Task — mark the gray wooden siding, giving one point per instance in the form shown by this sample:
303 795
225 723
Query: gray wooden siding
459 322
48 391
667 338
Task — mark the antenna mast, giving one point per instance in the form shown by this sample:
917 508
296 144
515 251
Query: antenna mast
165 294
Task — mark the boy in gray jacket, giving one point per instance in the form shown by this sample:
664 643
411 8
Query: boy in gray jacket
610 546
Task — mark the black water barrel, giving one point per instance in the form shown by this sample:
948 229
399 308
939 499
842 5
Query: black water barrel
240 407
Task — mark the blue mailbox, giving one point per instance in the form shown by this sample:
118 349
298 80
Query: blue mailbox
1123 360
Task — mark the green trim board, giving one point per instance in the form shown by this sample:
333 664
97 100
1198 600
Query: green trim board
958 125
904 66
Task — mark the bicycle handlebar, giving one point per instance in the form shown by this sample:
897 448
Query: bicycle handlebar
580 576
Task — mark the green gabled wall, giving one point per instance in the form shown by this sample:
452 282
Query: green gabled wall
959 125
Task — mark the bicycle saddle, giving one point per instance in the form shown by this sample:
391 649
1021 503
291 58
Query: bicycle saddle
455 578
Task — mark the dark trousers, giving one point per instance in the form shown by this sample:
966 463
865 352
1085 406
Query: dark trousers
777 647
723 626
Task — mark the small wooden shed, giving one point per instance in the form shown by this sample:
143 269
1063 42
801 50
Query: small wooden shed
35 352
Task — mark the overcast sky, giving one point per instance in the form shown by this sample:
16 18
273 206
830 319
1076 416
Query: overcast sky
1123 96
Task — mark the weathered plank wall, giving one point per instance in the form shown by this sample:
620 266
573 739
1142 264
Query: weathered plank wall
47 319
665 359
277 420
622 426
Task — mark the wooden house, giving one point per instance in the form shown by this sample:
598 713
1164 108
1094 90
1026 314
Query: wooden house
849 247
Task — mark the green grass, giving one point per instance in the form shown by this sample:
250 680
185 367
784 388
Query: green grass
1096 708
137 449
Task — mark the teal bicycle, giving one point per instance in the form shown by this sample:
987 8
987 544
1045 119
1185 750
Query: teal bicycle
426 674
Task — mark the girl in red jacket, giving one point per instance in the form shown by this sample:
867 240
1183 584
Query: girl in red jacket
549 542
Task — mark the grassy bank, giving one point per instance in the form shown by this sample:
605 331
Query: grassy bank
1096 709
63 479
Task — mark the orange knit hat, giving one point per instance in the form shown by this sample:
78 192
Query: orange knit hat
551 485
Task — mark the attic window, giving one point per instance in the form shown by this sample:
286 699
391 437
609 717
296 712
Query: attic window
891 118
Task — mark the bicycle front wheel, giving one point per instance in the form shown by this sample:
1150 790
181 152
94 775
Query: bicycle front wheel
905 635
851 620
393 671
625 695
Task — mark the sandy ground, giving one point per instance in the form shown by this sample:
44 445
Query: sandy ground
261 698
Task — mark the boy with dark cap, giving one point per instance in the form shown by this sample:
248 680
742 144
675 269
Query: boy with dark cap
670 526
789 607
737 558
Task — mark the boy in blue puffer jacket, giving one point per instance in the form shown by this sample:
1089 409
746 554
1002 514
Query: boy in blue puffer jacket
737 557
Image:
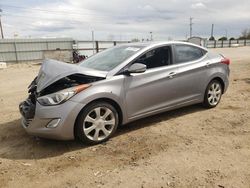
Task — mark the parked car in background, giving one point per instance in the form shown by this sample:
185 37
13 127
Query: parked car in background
119 85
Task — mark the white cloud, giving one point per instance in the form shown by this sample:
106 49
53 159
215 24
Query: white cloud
125 19
198 5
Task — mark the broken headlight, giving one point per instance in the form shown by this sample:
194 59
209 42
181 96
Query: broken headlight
61 96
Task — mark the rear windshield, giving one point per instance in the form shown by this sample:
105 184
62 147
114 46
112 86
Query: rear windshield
110 58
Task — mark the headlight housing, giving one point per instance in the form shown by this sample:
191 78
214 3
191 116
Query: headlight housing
61 96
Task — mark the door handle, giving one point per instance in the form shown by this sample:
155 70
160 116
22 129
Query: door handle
171 74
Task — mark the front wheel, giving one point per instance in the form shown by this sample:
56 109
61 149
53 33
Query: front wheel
97 123
213 94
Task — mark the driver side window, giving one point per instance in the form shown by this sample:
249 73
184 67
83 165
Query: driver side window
156 58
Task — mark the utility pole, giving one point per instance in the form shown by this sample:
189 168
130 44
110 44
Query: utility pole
212 30
93 42
1 25
191 26
151 36
226 32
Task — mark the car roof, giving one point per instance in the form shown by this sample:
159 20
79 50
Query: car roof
160 43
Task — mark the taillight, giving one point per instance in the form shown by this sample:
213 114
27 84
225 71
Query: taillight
225 61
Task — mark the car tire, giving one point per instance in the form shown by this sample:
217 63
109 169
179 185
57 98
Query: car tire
213 94
96 123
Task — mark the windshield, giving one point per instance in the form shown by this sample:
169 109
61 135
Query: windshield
110 58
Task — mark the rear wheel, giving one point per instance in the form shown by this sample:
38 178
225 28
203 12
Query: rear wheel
213 94
97 123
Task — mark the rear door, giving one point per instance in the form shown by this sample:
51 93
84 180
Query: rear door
154 89
193 66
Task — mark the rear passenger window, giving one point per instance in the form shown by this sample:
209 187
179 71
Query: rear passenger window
186 53
156 58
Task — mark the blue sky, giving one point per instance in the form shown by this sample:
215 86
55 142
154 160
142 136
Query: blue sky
123 20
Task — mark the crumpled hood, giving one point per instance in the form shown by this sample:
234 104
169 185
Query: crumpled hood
52 71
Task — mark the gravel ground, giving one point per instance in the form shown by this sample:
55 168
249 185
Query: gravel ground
188 147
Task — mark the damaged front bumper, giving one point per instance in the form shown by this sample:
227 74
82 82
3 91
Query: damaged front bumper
55 122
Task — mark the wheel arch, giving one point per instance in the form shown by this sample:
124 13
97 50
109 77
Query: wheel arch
219 79
108 100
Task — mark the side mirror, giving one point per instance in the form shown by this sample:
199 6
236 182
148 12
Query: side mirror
137 68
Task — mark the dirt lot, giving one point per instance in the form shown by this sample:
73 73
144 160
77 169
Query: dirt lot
189 147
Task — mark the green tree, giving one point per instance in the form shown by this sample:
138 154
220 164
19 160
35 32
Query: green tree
211 38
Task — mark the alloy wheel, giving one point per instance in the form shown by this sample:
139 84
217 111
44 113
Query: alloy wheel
99 123
214 93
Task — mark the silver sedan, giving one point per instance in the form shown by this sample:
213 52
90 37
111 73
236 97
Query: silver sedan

++++++++++

What is being asked — From the material above, set down each entry exactly, but exclude the pictures.

Answer to this task —
Task — mark the gray wooden siding, giving one point per instance in the form shown by this sample:
303 795
225 723
Query: gray wooden siding
459 322
48 391
667 338
Task — mark the antenna mast, giving one point per instance in the form shown by this sample:
917 508
296 144
515 251
Query: antenna mast
165 294
Task — mark the boy in gray jacket, giving one point per instance in the form shown by this sample:
664 643
411 8
Query: boy in gray jacket
610 546
Task — mark the black water barrel, giving one point per instance in the form shown by this sample:
948 229
399 308
939 499
842 5
Query: black water barrel
240 407
Task — mark the blue mailbox, giving one point per instance in the form shown by this sample:
118 349
298 80
Query: blue mailbox
1123 360
Task — mark the green trim board, giving one point per instance in the form shown by this sample:
333 664
97 100
1198 600
Query: green trim board
958 125
904 66
Task — mark the bicycle handlebar, giving one point per instance in the form shown by this sample:
897 448
Query: bicycle handlebar
580 576
Task — mark the green gabled wall, giving one point per instance in the form shown by this sample:
452 282
Query: green gabled wall
959 125
Task — mark the bicycle saddle, giving one point per instance in the form shown by this sample:
391 649
1021 503
291 58
Query: bicycle saddle
455 578
Task — mark the dark trousers, giving one point per instance in the form shown by this sample:
966 463
865 352
1085 406
Query: dark trousers
777 647
723 626
Task — mark the small wooden shed, giving one point per instance in the form shown by this sample:
143 269
1063 42
801 50
Query: small wooden shed
35 352
Task — mark the overcast sky, giving one point per instance in the form shown by this sample:
16 18
273 206
830 319
1076 416
Query: overcast sky
1123 96
Task — mark the weathered plank wall, giving one point per instance in the form shown by this sample:
620 266
573 739
1142 264
Query: weathered plank wall
47 319
665 359
277 420
622 426
Task — mark the wooden house, giving one point per instance in the form shown by this sample:
598 713
1164 108
1094 90
1026 314
Query: wooden house
849 247
Task — mark the green grass, giving one point per instance in the form shown by this sample:
250 680
185 367
784 388
Query: green grass
1096 708
137 449
Task — mark the teal bicycle, giving one point per instance in the form shown by this sample:
987 8
987 544
1045 119
1185 750
Query: teal bicycle
426 674
Task — mark the girl in red jacket, giving one point per instance in the form shown by this sample:
867 240
1183 584
Query: girl in red jacket
549 542
Task — mark the grassy bank, giving one point per instance in the form shown by this sample:
605 331
Query: grassy bank
1096 709
63 479
Task — mark the orange knit hat, giving one point per instance in the form shown by this sample:
78 192
Query: orange knit hat
551 485
Task — mark the attic window, giving one point per instance in the form shown by this sample:
286 699
391 437
609 717
296 712
Query: attic window
891 118
Task — mark the bicycle front wheel, giving one point per instance in the form shown by this sample:
1150 790
181 152
94 775
Query: bicycle front wheel
905 635
851 620
393 671
625 695
Task — mark the sandy ground, giving one point per instance in the form shown by this sample:
44 445
Query: sandy ground
261 698
Task — mark the boy with dark cap, giving one point per instance in the form shown by this sample:
248 680
742 144
675 269
Query: boy with dark cap
670 526
789 607
737 558
Task — mark the boy in blue puffer jacket, giving one point per instance in the form shown by this sample:
1089 409
746 554
1002 514
Query: boy in blue puffer jacket
737 557
Image:
Task — mark the parked car in background, giving one point per instance in the form shown by this sample:
185 37
13 127
Query: parked car in background
119 85
Task — mark the white cloud, giving one point per instance in the form shown by this sample:
106 49
53 159
215 24
Query: white cloud
125 19
198 5
Task — mark the broken headlight, giving one point per instance in the form shown by this sample:
194 59
209 42
181 96
Query: broken headlight
61 96
Task — mark the rear windshield, giving one point per instance in the form shown by this sample:
105 184
62 147
114 46
112 86
Query: rear windshield
110 58
Task — mark the headlight housing, giving one point per instance in the form shown by this sample:
191 78
214 3
191 116
Query: headlight housing
61 96
Task — mark the door handle, giving one point per instance in the form shown by this sample:
155 70
160 116
22 129
Query: door handle
171 74
Task — mark the front wheel, giving one point per instance in the form shown by this sample:
56 109
61 149
53 33
Query: front wheel
97 123
213 94
Task — mark the driver side window, giving one point per instance in the form shown by this sample:
249 73
184 67
83 165
Query: driver side window
156 58
Task — mark the utility pole, giving one point per instance in the form shown by this sample:
189 168
130 44
110 44
Query: utility pole
212 30
93 42
1 25
191 26
151 36
226 32
Task — mark the car roof, giving one point per instance in the form shown by this sample:
159 20
79 50
Query: car roof
160 43
Task — mark the taillight, giving one point per instance in the form shown by this sample:
213 114
27 84
225 71
Query: taillight
225 61
Task — mark the car tire, giving one point per instance in the form shown by this sample:
217 63
109 169
179 185
57 98
Query: car tire
213 94
96 123
Task — mark the windshield, giving one point per instance in the form shown by this sample:
169 109
61 135
Query: windshield
110 58
Task — mark the rear wheel, giving one point per instance in the form shown by this sample:
38 178
225 28
203 12
Query: rear wheel
213 94
97 123
Task — mark the rear door, giving one point per instance in the form shown by this sample:
51 93
84 180
Query: rear door
154 89
193 66
Task — mark the rear passenger window, giving one point per instance in the form shown by this sample:
209 187
179 71
Query: rear passenger window
186 53
156 58
Task — mark the blue sky, giving one point per instance in the form shown by this sample:
215 86
55 142
154 160
142 136
Query: blue sky
123 20
Task — mark the crumpled hood, giving one point per instance in the form shown by this sample:
234 104
169 185
Query: crumpled hood
52 71
Task — mark the gravel ground, giving one point per instance in the form shown by this sample:
55 168
249 185
Query: gravel ground
188 147
Task — mark the damaged front bumper, giving one point per instance in the form shown by this sample:
227 74
82 82
3 91
Query: damaged front bumper
55 122
Task — mark the wheel arch, giving one point per instance in the form shown by this sample:
124 13
97 50
109 77
Query: wheel arch
219 79
108 100
Task — mark the side mirror, giving one point per instance in the form shown by this sample:
199 6
236 182
148 12
Query: side mirror
137 68
Task — mark the dirt lot, giving one point per instance in the form shown by this sample:
73 73
144 160
77 169
Query: dirt lot
189 147
Task — mark the green tree, giving one point per instance in the form shown by this sample:
138 154
220 164
19 160
35 32
Query: green tree
211 38
Task — mark the alloy wheel, giving one point per instance in the form shown by this sample:
139 84
217 111
44 113
Query: alloy wheel
99 123
214 93
Task — mark the silver sedan, giving one point per instance in the form shown by this sample:
213 52
90 37
111 73
236 97
Query: silver sedan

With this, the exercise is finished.